Start of Records for processing

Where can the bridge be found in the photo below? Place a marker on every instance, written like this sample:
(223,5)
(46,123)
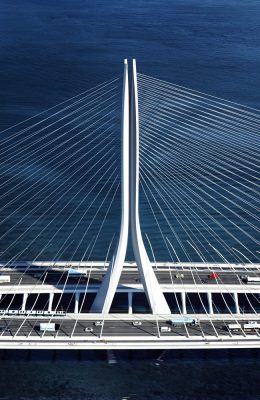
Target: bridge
(188,209)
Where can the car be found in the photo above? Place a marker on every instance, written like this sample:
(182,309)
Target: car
(88,329)
(5,329)
(165,329)
(137,323)
(178,275)
(213,275)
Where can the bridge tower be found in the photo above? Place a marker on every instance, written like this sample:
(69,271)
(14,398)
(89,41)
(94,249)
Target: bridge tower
(130,211)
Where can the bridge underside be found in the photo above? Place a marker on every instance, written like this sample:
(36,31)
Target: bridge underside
(120,333)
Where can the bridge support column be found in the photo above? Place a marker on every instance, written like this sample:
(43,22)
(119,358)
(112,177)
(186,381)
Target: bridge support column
(105,295)
(130,213)
(76,306)
(209,297)
(25,297)
(150,283)
(130,302)
(51,296)
(183,302)
(235,296)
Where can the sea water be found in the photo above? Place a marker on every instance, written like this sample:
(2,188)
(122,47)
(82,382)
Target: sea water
(52,50)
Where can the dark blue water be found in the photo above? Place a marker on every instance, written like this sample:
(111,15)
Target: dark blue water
(52,50)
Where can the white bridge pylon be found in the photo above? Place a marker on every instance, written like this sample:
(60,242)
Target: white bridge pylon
(130,212)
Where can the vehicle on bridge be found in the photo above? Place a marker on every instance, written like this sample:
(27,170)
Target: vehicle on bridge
(252,326)
(181,321)
(48,327)
(250,279)
(4,278)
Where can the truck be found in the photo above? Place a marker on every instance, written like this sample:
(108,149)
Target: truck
(233,327)
(250,279)
(4,278)
(182,321)
(165,329)
(47,326)
(251,326)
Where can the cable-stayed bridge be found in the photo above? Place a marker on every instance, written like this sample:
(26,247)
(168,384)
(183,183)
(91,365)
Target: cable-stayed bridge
(129,219)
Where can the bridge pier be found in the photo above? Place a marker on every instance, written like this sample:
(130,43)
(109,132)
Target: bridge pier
(235,296)
(183,302)
(76,305)
(51,296)
(130,213)
(25,297)
(130,302)
(209,297)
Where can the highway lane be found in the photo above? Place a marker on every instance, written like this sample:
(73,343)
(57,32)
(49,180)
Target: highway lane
(128,277)
(111,328)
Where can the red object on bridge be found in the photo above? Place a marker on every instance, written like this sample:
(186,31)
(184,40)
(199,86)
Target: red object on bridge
(214,275)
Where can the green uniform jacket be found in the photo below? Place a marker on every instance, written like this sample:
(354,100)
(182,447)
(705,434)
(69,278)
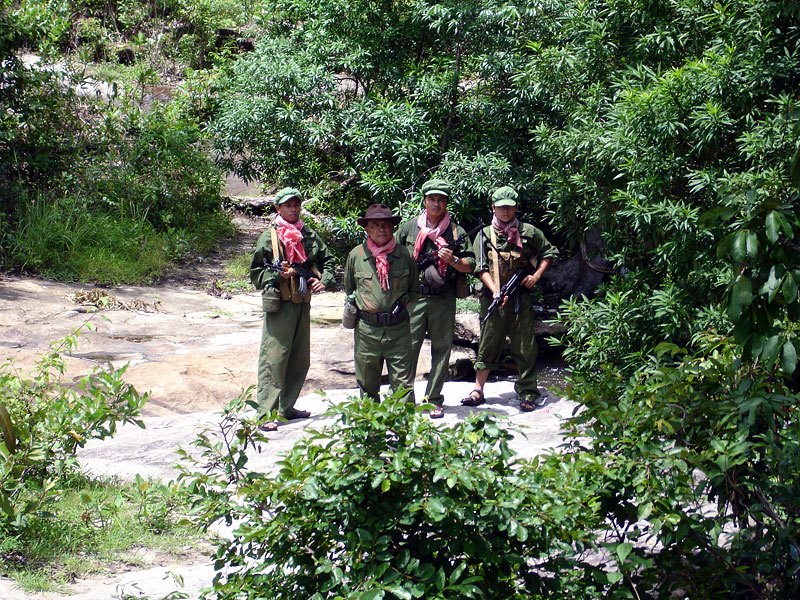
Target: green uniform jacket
(317,253)
(534,244)
(519,327)
(285,352)
(375,344)
(361,279)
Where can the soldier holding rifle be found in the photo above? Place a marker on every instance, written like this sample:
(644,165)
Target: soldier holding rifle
(442,250)
(290,262)
(507,248)
(380,278)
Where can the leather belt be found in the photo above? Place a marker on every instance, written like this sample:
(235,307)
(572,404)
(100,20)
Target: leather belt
(427,290)
(383,318)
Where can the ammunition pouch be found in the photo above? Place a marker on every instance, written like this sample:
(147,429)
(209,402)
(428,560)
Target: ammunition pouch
(383,318)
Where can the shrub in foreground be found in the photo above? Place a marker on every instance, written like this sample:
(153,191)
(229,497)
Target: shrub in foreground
(383,503)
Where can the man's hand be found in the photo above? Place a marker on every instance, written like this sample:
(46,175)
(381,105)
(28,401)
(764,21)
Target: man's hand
(316,285)
(287,270)
(531,280)
(446,254)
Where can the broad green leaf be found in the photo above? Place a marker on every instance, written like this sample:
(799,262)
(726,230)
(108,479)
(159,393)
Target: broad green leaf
(435,509)
(751,242)
(773,227)
(788,358)
(399,592)
(770,351)
(739,247)
(614,576)
(789,288)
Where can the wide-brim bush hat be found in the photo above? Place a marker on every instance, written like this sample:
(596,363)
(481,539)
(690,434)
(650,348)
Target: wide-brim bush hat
(436,186)
(378,212)
(286,194)
(504,196)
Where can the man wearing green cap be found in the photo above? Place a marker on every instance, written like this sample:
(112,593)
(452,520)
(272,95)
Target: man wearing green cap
(286,247)
(502,248)
(434,311)
(381,277)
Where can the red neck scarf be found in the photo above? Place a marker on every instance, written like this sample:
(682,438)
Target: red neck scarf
(434,234)
(291,236)
(381,263)
(510,230)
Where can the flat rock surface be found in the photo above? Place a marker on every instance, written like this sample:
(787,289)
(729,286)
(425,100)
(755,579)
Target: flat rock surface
(193,354)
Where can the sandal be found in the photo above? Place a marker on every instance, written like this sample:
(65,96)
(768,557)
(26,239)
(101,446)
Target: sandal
(437,412)
(529,404)
(296,414)
(472,399)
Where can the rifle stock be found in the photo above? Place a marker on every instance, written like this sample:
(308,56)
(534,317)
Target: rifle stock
(426,260)
(302,273)
(508,290)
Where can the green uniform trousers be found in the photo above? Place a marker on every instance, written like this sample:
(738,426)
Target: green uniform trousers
(374,344)
(284,357)
(436,316)
(520,331)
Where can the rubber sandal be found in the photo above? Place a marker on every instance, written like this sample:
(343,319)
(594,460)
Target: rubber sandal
(472,400)
(526,405)
(296,414)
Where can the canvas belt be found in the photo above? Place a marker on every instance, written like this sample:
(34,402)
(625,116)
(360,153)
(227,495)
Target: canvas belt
(427,290)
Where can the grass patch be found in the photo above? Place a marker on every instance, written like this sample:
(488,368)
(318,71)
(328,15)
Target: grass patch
(98,526)
(237,275)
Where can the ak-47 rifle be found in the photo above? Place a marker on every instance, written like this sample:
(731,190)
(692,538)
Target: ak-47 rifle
(303,274)
(431,258)
(508,290)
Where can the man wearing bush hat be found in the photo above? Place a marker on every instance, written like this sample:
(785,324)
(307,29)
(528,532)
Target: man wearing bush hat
(434,311)
(285,352)
(502,248)
(381,277)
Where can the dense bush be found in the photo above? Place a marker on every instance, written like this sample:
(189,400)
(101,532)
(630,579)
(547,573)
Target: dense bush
(366,101)
(385,504)
(44,420)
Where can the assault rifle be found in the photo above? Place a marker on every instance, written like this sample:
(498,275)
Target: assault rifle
(509,289)
(303,274)
(431,258)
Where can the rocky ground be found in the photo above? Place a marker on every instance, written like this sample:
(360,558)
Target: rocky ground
(194,351)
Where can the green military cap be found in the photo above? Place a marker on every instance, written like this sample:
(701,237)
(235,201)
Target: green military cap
(287,194)
(504,196)
(436,186)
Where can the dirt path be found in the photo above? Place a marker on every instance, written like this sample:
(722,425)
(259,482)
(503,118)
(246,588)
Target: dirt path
(194,354)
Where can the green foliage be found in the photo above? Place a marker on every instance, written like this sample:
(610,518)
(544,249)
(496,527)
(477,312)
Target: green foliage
(50,420)
(385,504)
(96,525)
(370,99)
(701,454)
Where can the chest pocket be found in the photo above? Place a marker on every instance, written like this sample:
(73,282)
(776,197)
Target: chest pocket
(505,264)
(399,275)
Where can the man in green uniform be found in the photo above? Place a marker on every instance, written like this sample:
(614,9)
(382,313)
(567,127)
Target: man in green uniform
(381,277)
(434,311)
(286,247)
(502,248)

End of Records for processing

Task brief:
Without the pictures, restate all of the entries above verbatim.

Output of the task:
Where can the bridge be found in the photo below? Place a marker on every instance, written like this sample:
(223,5)
(46,123)
Target: bridge
(188,209)
Where can the car be found in the photo above? Place a marker on every instance, written like this sample:
(182,309)
Target: car
(88,329)
(5,329)
(165,329)
(137,323)
(178,275)
(213,275)
Where can the bridge tower be found in the photo above? Place a marker on every instance, written like this sample:
(69,271)
(14,398)
(89,41)
(94,249)
Target: bridge tower
(130,211)
Where can the bridge underside be found in the photo above? Place a marker on every instance, written like this sample:
(36,31)
Target: bridge underside
(120,333)
Where can the bridge support column be found in the photo above? Place a marker on every instance, written like this sample:
(43,22)
(119,358)
(112,177)
(186,381)
Target: bridge support column
(105,295)
(130,213)
(76,306)
(209,297)
(25,297)
(150,283)
(130,302)
(51,296)
(183,302)
(235,296)
Where can the sea water be found in the photo above? Place a marker on every instance, written like this sample:
(2,188)
(122,47)
(82,382)
Target: sea water
(52,50)
Where can the dark blue water be found in the photo above? Place a marker on every instance, written like this sample:
(111,15)
Target: dark blue water
(52,50)
Where can the white bridge pylon be found in the photo above? Place a marker on every instance, written like this sample:
(60,242)
Target: white bridge pylon
(130,212)
Where can the vehicle on bridge be found in the photo above? Place a marker on every instance, written like this sample:
(27,170)
Target: vehicle on bridge
(252,326)
(181,321)
(48,327)
(250,279)
(4,278)
Where can the truck be found in the photo above? Place a marker on every instance, written like this sample:
(108,149)
Target: truck
(233,327)
(250,279)
(4,278)
(182,321)
(165,329)
(47,326)
(251,326)
Where can the cable-stayed bridge be found in the photo above? Place a marker on every instance, written like this sample:
(26,247)
(168,384)
(183,183)
(91,365)
Target: cable-stayed bridge
(129,219)
Where can the bridge pier be found in the photo above? Place a marker on every instance, written like this sample:
(130,43)
(109,132)
Target: bridge pier
(235,296)
(183,302)
(76,305)
(51,296)
(130,213)
(25,297)
(130,302)
(209,297)
Where can the highway lane be found in the photo above? Place a marker on every instance, written like this sample:
(73,343)
(57,32)
(49,180)
Target: highway lane
(128,277)
(111,328)
Where can the red object on bridge be found in the photo above? Place a marker on every instance, written like this sample:
(186,31)
(184,40)
(199,86)
Target: red object on bridge
(214,275)
Where can the green uniform jacket be found in the photo below? Place a marker on every instance, written like this sample:
(354,100)
(182,447)
(705,434)
(69,278)
Target: green uniform jacket
(317,253)
(534,244)
(519,327)
(285,352)
(375,344)
(361,279)
Where can the soldier holding rifle be found in the photo above? Place a marker on every instance, written like this sample:
(644,165)
Target: soldier holding rifle
(442,250)
(290,262)
(507,248)
(380,278)
Where can the leather belt be found in the photo above? Place a marker on every instance, written like this sample:
(235,307)
(572,404)
(100,20)
Target: leather belt
(427,290)
(383,318)
Where can the ammunition pouch be found in the photo above? Place a marker on every instance, written like this sample:
(147,429)
(209,402)
(428,560)
Target: ammunition pouch
(383,318)
Where can the shrub in foreground be found in the photo above? Place a marker on every instance, written like this sample:
(153,191)
(229,497)
Target: shrub in foreground
(383,503)
Where can the man's hand be found in the photo above? Place a marker on every instance, written like this sample:
(46,175)
(381,105)
(28,401)
(764,21)
Target: man's hand
(316,285)
(287,270)
(531,280)
(446,254)
Where can the broad green leaf be found in the photo above? Place a marker on every instance, written like this sample:
(799,262)
(726,230)
(108,479)
(159,393)
Target: broad green leaf
(435,509)
(751,242)
(773,227)
(788,358)
(399,592)
(770,351)
(739,247)
(614,576)
(789,288)
Where can the wide-brim bush hat be found in the photo above? Place a marker on every instance, written like this sample:
(596,363)
(481,539)
(690,434)
(650,348)
Target: wide-brim bush hat
(436,186)
(378,212)
(286,194)
(504,196)
Where can the man wearing green cap be found in the photo above? Place a marker on every instance, written like this sample:
(112,593)
(452,520)
(272,95)
Target: man wearing green cap
(286,247)
(502,248)
(434,311)
(381,277)
Where can the red neck scarf be found in the photo above? Place a marker on every instance, written like this sample:
(682,438)
Target: red neck scarf
(434,234)
(291,236)
(381,263)
(510,230)
Where can the flat rock surface be found in the photo above? Place a marker on every instance, written like this sample:
(787,289)
(729,286)
(425,100)
(755,579)
Target: flat rock surface
(193,354)
Where can the sandal be found in the photo above? Place a marker on every instance, written like this sample:
(65,96)
(768,557)
(26,239)
(101,446)
Target: sandal
(437,412)
(529,404)
(296,414)
(472,399)
Where can the rifle stock be found in the photo above? Place a marker on every instance, written like this sample:
(308,56)
(534,317)
Target: rifle stock
(426,260)
(302,273)
(508,290)
Where can the green uniform trousers be found in the photo above? Place a marker on every instance, written like this sample:
(738,426)
Target: green uniform trousers
(374,344)
(284,357)
(436,316)
(520,331)
Where can the rubber sandal be found in the photo above? Place a marker on every instance, written like this sample:
(343,319)
(594,460)
Target: rubber sandal
(472,400)
(526,405)
(296,414)
Where can the canvas belt be found in the photo above? Place a marker on every instance, written like this sample:
(34,402)
(625,116)
(360,153)
(227,495)
Target: canvas belt
(427,290)
Where can the grass patch be found in the photo above? Place a marker on every instance, written like this sample:
(488,368)
(318,71)
(328,15)
Target: grass patch
(98,526)
(237,275)
Where can the ak-47 rifle be found in the photo above? Place a marker on every instance, written like this sample:
(731,190)
(692,538)
Target: ak-47 rifle
(303,274)
(431,258)
(508,290)
Where can the man wearing bush hat be found in the photo above? Place a marker on every instance, written like this sample:
(785,324)
(307,29)
(528,532)
Target: man wearing bush hat
(434,311)
(285,352)
(502,248)
(381,277)
Where can the dense bush be found in the photo above? Place a marker on every instance, written like this sample:
(189,400)
(101,532)
(630,579)
(547,573)
Target: dense bush
(366,101)
(385,504)
(44,420)
Where can the assault rifle be found in the photo above? Place a marker on every instance, written like this sample:
(498,275)
Target: assault rifle
(509,289)
(303,274)
(431,258)
Where can the rocky ground be found in the photo above? Place a marker on every instance, written like this sample:
(360,558)
Target: rocky ground
(194,351)
Where can the green military cap be found in the photo above? Place a marker on every instance, written like this sample:
(701,237)
(235,201)
Target: green military cap
(287,194)
(504,196)
(436,186)
Where can the dirt path be found in the photo above? Place a marker on every instance, written like this sample:
(722,425)
(259,482)
(503,118)
(246,588)
Target: dirt path
(194,354)
Where can the green foliage be found in the photo above? Place a marker on every instance, written like this sample:
(610,518)
(544,249)
(496,527)
(477,312)
Target: green foliage
(50,420)
(385,504)
(96,525)
(370,99)
(701,454)
Where can the chest pocket be found in the photo above? Place a marker on every instance, written like this sample:
(73,282)
(776,197)
Target: chest pocket
(505,264)
(399,275)
Where can the man in green uniform be found in the photo above? Place a marker on every instance, written like this sample:
(614,9)
(382,313)
(567,127)
Target: man in green uniform
(381,277)
(434,311)
(286,247)
(502,248)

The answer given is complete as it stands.